─── DOCUMENT TEXT

HGVStoFASTA

HGVStoFASTA: HGVS missense variants to FASTA format converter (for nucleotide and aminoacid variants)


Keywords
HGVS, FASTA
License
GPL-3.0
Install
pip install HGVStoFASTA==0.4.2

Documentation

HGVS missense variants to FASTA

This project is a Python script that allows researchers to generate variant protein and nucleotide sequences in FASTA format based on wild-type protein/nucleotide sequences and variant notations in HGVS format. This tool is particularly useful for researchers and bioinformaticians working with protein sequences to study the effects of missense variants.

Requirements

If you want to run the script natively on your local computer (Option 1), ensure you have Python 3.x installed on your system.

If Biopython is not already installed, the script will prompt you to install it automatically. If the script fails to automatically install Biopython, you can install it manually using the following steps:

  • Open a terminal or command prompt after installing Python.

──────

Can you copy out the entire HGVStoFASTA page word for word?

─── PROVIDED INFORMATION

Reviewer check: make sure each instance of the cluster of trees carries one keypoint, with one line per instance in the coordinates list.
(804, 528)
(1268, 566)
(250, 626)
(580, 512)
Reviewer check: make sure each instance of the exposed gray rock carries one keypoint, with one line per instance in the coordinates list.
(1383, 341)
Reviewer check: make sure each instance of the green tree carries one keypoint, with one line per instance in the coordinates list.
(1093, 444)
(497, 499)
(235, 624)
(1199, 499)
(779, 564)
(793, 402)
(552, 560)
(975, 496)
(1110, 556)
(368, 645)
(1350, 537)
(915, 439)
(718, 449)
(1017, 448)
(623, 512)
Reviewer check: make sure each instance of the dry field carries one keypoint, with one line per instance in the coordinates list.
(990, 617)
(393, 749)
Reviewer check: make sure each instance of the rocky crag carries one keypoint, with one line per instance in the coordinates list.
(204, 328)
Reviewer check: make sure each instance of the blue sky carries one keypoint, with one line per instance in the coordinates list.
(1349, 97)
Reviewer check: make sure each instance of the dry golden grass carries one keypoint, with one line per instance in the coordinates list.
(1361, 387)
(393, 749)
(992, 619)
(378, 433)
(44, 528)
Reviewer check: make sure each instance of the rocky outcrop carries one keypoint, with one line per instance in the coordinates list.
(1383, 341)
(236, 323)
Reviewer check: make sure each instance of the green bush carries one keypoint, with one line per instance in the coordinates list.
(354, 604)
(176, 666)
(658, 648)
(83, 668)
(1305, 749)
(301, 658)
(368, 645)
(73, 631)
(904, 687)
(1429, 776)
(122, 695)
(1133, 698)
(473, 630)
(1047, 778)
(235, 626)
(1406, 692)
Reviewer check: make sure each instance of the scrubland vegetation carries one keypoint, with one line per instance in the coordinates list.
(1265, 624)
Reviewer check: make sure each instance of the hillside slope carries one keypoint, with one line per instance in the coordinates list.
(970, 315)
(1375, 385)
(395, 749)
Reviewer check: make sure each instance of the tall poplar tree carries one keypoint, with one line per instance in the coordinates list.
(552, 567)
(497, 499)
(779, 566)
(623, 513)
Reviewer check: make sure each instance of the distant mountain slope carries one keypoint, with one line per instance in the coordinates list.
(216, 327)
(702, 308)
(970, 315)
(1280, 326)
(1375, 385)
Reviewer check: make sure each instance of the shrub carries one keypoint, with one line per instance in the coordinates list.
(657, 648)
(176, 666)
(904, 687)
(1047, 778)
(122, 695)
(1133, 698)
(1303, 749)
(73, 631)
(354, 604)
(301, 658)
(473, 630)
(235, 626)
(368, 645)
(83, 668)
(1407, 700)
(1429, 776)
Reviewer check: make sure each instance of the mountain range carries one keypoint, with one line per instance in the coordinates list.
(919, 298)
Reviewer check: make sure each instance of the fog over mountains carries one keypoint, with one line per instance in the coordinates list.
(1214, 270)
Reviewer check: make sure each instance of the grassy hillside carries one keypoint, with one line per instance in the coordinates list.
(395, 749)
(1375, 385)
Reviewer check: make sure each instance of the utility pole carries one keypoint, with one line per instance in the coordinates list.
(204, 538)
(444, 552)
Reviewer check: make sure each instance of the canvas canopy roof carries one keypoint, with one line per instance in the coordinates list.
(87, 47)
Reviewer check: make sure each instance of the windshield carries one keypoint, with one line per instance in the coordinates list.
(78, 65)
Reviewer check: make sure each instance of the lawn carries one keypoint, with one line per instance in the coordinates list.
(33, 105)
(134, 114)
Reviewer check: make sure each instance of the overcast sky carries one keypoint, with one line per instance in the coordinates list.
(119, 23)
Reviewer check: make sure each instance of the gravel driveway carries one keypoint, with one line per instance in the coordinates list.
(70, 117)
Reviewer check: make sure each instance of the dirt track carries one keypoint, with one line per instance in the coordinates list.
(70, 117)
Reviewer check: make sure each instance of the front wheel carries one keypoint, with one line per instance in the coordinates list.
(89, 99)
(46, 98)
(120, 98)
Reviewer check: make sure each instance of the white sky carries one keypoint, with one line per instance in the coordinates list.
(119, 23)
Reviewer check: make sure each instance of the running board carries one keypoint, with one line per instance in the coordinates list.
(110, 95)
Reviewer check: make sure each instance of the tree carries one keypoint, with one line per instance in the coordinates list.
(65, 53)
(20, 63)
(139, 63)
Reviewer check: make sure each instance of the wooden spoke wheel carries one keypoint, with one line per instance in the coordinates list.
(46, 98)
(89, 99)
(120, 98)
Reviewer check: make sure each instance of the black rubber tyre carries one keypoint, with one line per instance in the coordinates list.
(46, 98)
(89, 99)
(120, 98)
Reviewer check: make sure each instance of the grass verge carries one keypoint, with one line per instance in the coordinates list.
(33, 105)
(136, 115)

──────

**SOLUTION BELOW:**
HGVStoFASTA

HGVStoFASTA: HGVS missense variants to FASTA format converter (for nucleotide and aminoacid variants)


Keywords
HGVS, FASTA
License
GPL-3.0
Install
pip install HGVStoFASTA==0.4.2

Documentation

HGVS missense variants to FASTA

This project is a Python script that allows researchers to generate variant protein and nucleotide sequences in FASTA format based on wild-type protein/nucleotide sequences and variant notations in HGVS format. This tool is particularly useful for researchers and bioinformaticians working with protein sequences to study the effects of missense variants.

Requirements

If you want to run the script natively on your local computer (Option 1), ensure you have Python 3.x installed on your system.

If Biopython is not already installed, the script will prompt you to install it automatically. If the script fails to automatically install Biopython, you can install it manually using the following steps:

  • Open a terminal or command prompt after installing Python.